>>
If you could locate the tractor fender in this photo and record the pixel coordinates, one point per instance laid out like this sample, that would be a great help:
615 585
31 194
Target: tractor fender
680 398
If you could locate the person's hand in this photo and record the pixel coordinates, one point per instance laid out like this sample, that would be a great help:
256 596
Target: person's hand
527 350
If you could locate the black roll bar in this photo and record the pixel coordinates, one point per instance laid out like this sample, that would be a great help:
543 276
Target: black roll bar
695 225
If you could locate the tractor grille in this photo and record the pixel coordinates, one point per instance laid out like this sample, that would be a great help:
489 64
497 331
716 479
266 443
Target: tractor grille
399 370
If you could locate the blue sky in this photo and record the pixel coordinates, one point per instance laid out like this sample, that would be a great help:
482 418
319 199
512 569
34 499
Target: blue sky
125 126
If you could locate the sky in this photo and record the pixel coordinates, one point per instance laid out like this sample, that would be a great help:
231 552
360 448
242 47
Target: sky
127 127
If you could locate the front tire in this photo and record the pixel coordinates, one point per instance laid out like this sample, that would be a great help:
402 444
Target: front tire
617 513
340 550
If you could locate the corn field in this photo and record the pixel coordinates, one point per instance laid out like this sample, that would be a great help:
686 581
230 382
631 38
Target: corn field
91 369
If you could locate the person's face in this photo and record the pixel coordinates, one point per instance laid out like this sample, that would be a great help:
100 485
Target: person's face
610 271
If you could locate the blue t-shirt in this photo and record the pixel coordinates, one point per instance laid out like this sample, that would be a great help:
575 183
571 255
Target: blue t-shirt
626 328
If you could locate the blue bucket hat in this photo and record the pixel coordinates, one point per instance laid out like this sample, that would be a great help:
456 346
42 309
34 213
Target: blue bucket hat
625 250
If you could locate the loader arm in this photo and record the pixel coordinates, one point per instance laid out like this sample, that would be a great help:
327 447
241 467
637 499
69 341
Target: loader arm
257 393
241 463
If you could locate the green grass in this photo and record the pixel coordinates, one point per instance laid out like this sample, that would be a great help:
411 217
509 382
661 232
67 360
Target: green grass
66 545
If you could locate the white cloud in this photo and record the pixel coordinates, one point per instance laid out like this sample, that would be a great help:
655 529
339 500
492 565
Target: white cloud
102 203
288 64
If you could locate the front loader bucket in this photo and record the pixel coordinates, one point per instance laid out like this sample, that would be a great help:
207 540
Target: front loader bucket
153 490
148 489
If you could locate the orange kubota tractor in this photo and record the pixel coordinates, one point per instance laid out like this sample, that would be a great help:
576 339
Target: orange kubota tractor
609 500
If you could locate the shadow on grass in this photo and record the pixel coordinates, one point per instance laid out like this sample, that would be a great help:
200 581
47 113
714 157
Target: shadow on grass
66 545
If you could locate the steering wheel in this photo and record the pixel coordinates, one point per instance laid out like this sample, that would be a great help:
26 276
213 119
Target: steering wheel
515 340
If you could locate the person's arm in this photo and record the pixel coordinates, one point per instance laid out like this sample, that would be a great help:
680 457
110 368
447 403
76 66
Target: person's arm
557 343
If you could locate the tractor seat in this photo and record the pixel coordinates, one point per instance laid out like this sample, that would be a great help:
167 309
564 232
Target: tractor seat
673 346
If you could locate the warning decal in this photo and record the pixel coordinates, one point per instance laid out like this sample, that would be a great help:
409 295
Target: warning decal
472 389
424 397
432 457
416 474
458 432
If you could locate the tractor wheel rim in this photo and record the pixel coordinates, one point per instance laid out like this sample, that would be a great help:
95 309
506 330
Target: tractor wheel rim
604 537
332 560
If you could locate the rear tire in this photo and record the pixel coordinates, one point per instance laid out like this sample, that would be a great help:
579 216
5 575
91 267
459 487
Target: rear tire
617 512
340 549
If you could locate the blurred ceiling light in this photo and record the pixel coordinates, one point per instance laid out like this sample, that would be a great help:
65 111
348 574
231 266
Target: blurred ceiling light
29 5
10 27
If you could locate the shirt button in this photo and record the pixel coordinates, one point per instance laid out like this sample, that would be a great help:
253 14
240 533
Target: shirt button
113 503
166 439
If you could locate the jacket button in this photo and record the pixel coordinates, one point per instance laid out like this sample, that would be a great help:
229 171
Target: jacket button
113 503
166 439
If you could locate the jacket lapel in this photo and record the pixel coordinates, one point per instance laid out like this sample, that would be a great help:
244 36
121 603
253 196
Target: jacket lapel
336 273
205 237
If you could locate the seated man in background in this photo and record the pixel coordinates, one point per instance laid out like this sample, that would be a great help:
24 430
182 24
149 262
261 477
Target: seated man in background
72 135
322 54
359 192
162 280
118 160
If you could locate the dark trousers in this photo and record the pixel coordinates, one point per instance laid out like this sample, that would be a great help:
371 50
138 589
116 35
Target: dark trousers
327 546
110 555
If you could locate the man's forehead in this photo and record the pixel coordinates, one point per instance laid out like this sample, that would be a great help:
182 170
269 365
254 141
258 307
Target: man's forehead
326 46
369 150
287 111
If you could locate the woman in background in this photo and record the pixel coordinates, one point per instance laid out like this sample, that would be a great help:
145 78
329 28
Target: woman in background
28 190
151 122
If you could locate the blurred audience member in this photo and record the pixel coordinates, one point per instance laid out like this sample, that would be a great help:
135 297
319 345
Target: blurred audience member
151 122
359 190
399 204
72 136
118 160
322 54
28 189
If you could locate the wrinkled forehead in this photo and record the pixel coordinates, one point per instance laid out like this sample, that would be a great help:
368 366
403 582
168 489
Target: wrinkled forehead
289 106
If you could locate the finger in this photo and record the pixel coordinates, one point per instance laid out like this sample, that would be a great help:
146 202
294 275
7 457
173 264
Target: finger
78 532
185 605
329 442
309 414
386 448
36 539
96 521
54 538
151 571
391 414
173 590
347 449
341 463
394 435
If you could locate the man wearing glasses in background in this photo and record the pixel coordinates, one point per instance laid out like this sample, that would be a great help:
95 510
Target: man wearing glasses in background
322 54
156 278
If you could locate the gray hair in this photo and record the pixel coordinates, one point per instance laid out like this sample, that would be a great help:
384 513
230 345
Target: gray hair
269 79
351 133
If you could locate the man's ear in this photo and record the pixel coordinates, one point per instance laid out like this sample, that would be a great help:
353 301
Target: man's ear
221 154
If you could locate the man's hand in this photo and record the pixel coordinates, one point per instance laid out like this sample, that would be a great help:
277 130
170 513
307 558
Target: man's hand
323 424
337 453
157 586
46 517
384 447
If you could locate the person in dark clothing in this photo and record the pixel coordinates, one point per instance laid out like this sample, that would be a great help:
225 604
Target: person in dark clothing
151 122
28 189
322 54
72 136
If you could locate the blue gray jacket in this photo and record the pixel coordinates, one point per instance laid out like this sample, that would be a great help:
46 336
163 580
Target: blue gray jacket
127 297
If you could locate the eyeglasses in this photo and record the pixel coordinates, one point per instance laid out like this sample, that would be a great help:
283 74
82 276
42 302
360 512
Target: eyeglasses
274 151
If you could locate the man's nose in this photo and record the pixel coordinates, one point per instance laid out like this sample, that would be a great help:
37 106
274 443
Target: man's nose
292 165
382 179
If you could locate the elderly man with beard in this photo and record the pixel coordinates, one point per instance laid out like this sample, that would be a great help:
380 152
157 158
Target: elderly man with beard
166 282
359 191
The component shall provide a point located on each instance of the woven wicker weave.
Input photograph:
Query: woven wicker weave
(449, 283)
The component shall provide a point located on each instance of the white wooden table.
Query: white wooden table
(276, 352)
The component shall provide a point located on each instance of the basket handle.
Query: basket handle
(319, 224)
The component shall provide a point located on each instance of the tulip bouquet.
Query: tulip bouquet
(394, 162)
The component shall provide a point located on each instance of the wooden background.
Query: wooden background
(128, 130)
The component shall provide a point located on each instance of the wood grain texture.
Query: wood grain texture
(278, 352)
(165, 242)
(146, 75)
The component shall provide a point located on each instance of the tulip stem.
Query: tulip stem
<<
PROBLEM STATEMENT: Word for word, give the whole listing again.

EXERCISE RESULT:
If you could locate the tractor fender in this photo and record the pixel coordinates, one point per instance laid out like this sample, that would be a great help:
615 585
31 194
Target: tractor fender
680 398
If you could locate the person's hand in this photo and record the pixel coordinates, one point per instance laid out like this sample, that would be a great help:
256 596
Target: person's hand
527 350
If you could locate the black roll bar in this photo and record the pixel coordinates, one point per instance laid out like this sample, that would be a great help:
543 276
Target: black roll bar
695 225
If you could locate the tractor grille in this photo and record the pixel coordinates, one point per instance laid out like this sample, that would be a great help:
489 64
497 331
716 479
266 443
Target: tractor grille
399 370
If you could locate the blue sky in this photo and record the pixel coordinates, one point per instance laid out like this sample, that would be a great help:
482 418
319 199
512 569
34 499
Target: blue sky
125 126
If you could locate the sky in this photo and record the pixel coordinates, one point per instance laid out like this sample, that would be a great help:
231 552
360 448
242 47
Target: sky
127 127
If you could locate the front tire in this photo and record the pixel coordinates, one point per instance laid out like this sample, that would be a great help:
402 444
Target: front tire
617 513
340 550
If you could locate the corn field in this photo and record the pixel coordinates, one point per instance laid out like this sample, that would be a great help:
686 581
230 382
631 38
Target: corn field
91 369
If you could locate the person's face in this photo and record the pixel coordinates, one point per instance laid out like this sample, that would be a great help:
100 485
Target: person's face
610 271
If you could locate the blue t-shirt in this photo and record the pixel coordinates, one point per instance laid out like this sample, that would be a great help:
575 183
571 255
Target: blue t-shirt
626 328
If you could locate the blue bucket hat in this photo and record the pixel coordinates, one point per instance laid out like this sample, that would be a great help:
456 346
42 309
34 213
Target: blue bucket hat
625 250
If you could locate the loader arm in this photo and record the pixel coordinates, one point per instance laid out like this sample, that would be a great help:
327 447
241 467
637 499
69 341
Target: loader arm
257 393
241 463
If you could locate the green grass in this photo and record the pixel coordinates, one point per instance laid out like this sample, that would be a great help:
411 217
509 382
661 232
67 360
Target: green grass
66 545
If you could locate the white cloud in this photo and record the pixel coordinates, one point per instance laid out like this sample, that would be a great help:
655 529
339 500
492 565
Target: white cloud
102 203
288 64
If you could locate the front loader bucket in this photo and record the pixel coordinates, one point per instance laid out like this sample, that would be a great help:
207 540
Target: front loader bucket
153 490
148 489
If you could locate the orange kubota tractor in this photo and record the pixel coordinates, one point per instance laid out like this sample, that would be a great help:
576 339
Target: orange kubota tractor
609 500
If you could locate the shadow on grass in this photo and record the pixel coordinates, one point per instance laid out like this sample, that would be a great help:
200 581
47 113
714 157
Target: shadow on grass
66 545
If you could locate the steering wheel in this photo and record the pixel coordinates, one point per instance laid out like this sample, that would be a great help:
26 276
213 119
Target: steering wheel
515 340
If you could locate the person's arm in this photo and record the pixel coordinates, one point per instance laid out like this sample, that would be a great help:
680 457
110 368
447 403
76 66
Target: person's arm
557 343
If you could locate the tractor seat in this photo and record the pixel coordinates, one point per instance laid out like this sample, that would be a great help:
167 309
564 232
Target: tractor seat
673 346
If you could locate the warning decal in this photo and record the pixel coordinates, one point per instance laid out like this sample, that would be a great help:
409 295
Target: warning decal
472 389
424 397
432 457
416 474
458 432
If you could locate the tractor wheel rim in this photo and record the pixel coordinates, one point per instance laid out like this sample, that would be a great help:
95 309
506 330
Target: tractor wheel rim
604 537
332 560
If you could locate the rear tire in this photo and record the pixel coordinates, one point per instance laid out like this sample, that would be a great help:
579 216
5 575
91 267
459 487
Target: rear tire
617 512
340 549
If you could locate the blurred ceiling light in this photo and record the pixel coordinates, one point per instance laid out like this sample, that would be a great help:
65 111
348 574
231 266
Target: blurred ceiling light
29 5
10 27
If you could locate the shirt button in this photo and record the pixel coordinates, one point per instance laid out like this sample, that would be a great help:
253 14
240 533
Target: shirt button
113 503
166 439
If you could locate the jacket button in this photo and record the pixel coordinates, one point per instance laid out like this sample, that would be a great help:
229 171
Target: jacket button
113 503
166 439
If you could locate the jacket lapel in this photo and record the pixel coordinates, one point per instance laid out like this sample, that would be a great help:
244 36
121 603
253 196
Target: jacket lapel
336 273
205 237
If you could locate the seated man in background in this photo and record the pixel coordinates, one point per instance laid out like this sample, that would be a great help:
24 430
182 24
149 262
261 477
Target: seated man in background
72 135
322 54
359 192
162 280
118 160
If you could locate the dark trousers in this photo and record the pixel coordinates, one point per instance laid out like this sample, that would be a great help:
371 50
138 589
116 35
Target: dark trousers
327 546
110 555
If you could locate the man's forehead in this photo and record the pixel coordinates, one point per instance laid out like this sample, that would be a great help:
182 170
269 365
254 141
258 307
Target: man's forehead
326 46
369 150
287 111
If you could locate the woman in background in this photo and record the pixel coordinates, one point per instance laid out like this sample, that would be a great help:
145 78
329 28
Target: woman in background
28 190
151 122
If you could locate the blurred audience member in this photo and record the pixel coordinates, one point per instance laid out like this sample, that would be a great help:
135 297
319 345
Target: blurred audience member
151 122
359 190
399 204
72 136
118 160
322 54
28 189
If you could locate the wrinkled forehead in this photo and record the pixel coordinates, one point per instance laid out like this sample, that would be a great help:
368 366
403 582
168 489
Target: wrinkled forehead
289 106
If you could locate the finger in this photo and record the pixel coordinates, one point per instance laid out like this sample, that would be a great help:
146 202
294 275
7 457
173 264
Target: finger
78 532
185 605
329 442
309 414
386 448
36 539
96 521
54 538
151 571
391 414
173 590
347 449
341 463
394 435
If you could locate the man wearing glasses in background in this photo and record the pixel coordinates, one point per instance laid out like this sample, that would be a great help:
95 510
Target: man wearing glasses in background
322 54
156 278
If you could locate the gray hair in this photo and record the pixel coordinates, one point per instance laid out like this sample, that would be a great help:
384 513
230 345
Target: gray hair
269 79
351 133
If you could locate the man's ear in this photo and record the pixel coordinates, one point per instance laid out like this sample, that would be a great help:
353 301
Target: man's ear
221 154
If you could locate the man's hand in this photo and record the pixel coordinates, one point per instance laid out like this sample, that would be a great help:
277 130
170 513
307 558
Target: man's hand
323 424
337 453
157 586
46 517
384 447
If you could locate the person in dark clothing in this photo and record the pixel coordinates, one point per instance laid out like this sample, that would be a great help:
225 604
Target: person in dark clothing
151 122
28 189
322 54
72 136
If you could locate the blue gray jacket in this photo and record the pixel coordinates, one point per instance laid out like this sample, that would be a great help:
46 336
163 580
Target: blue gray jacket
127 297
If you could locate the eyeglasses in this photo and record the pixel coordinates, one point per instance laid out like this sample, that would be a great help:
283 74
82 276
42 302
360 512
Target: eyeglasses
274 151
If you could locate the man's nose in this photo and record the pixel coordinates, one point per instance laid out like this sample, that would be a great help:
37 106
274 443
Target: man's nose
292 165
382 179
If you could locate the elderly man with beard in this photo and record the pixel coordinates, one point per instance laid out like this sample, that would be a great help:
380 152
157 158
Target: elderly man with beard
166 282
359 191
The component shall provide a point located on each instance of the woven wicker weave.
Input photograph:
Query: woven wicker weave
(449, 283)
The component shall provide a point located on each instance of the white wooden table.
Query: white wooden table
(276, 352)
The component shall provide a point located on each instance of the basket handle.
Query: basket handle
(319, 224)
The component shall provide a point located on each instance of the tulip bouquet.
Query: tulip bouquet
(394, 162)
The component shall provide a point located on each instance of the wooden background.
Query: wooden background
(128, 130)
The component shall provide a point located on each instance of the wood grain texture.
Query: wood grain texture
(278, 352)
(165, 242)
(146, 75)
The component shall provide a point located on each instance of the tulip stem.
Query: tulip stem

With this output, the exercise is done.